Passage given
_ _ _ _ _ _ _

Over the past few years, several colleges and universities across the country—USC, UCLA, Emerson, Columbia College Chicago—have started undergrad, graduate, and professional programs designed to educate aspiring writers on the craft and business of television writing.
Many, however, operate in classrooms… using traditional lectures, workshops, etc. …Which doesn’t mean they’re not great experiences—I haven’t gone to any of them, so I don’t know—but a new graduate program at Long Island University recently caught my eye as something uniquely different and valuable… and worth sharing with you here!
Founded by veteran TV and film writer Norman Steinberg (Blazing Saddles, Johnny Dangerously, Cosby), LIU’s M.F.A. in Writing & Producing For Television (located on its Brooklyn campus) doesn’t plop students into classrooms and lecture halls. It recreates the experience of writing and producing an actual television show—putting students into practical writers rooms and studios, where they write and produce a one-hour pilot! (They also have opportunities to work on half-hour comedies, if that’s their focus.)
To me, this is the exact type of TV-writing training program more schools need to embrace; writing TV is such a collaborative process, it can’t—and shouldn’t—be learned in traditional classrooms. Sure, you need to know all you can about structure and character and stakes and whatnot… but you also need to understand how to navigate the politics and relationships of a room, when to pitch and not to pitch, how to interact with showrunners, how to rewrite on set, etc. And those are things you can’t learn in the bubble of a classroom!
So last week, I caught up with Norman—who somehow has time to run the program, teach, and prepare his upcoming TV show, “Chemistry”—to chat about teaching, his incredible career, and breaking into television.

_ _ _ _ _ _ _

Data lines
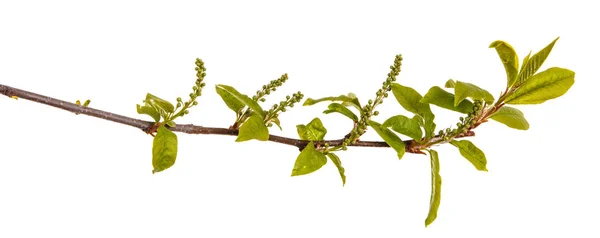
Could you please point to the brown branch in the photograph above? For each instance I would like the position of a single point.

_ _ _ _ _ _ _

Objective 1
According to the article on LIU's television writing program, on which campus is the M.F.A. in Writing & Producing For Television located?
Objective 2
Reproduce the stretch of the article on LIU's television writing program from "So last week, I" through "breaking into television.".

Correct answer 1
It is located on Long Island University's Brooklyn campus.

Correct answer 2
So last week, I caught up with Norman—who somehow has time to run the program, teach, and prepare his upcoming TV show, “Chemistry”—to chat about teaching, his incredible career, and breaking into television.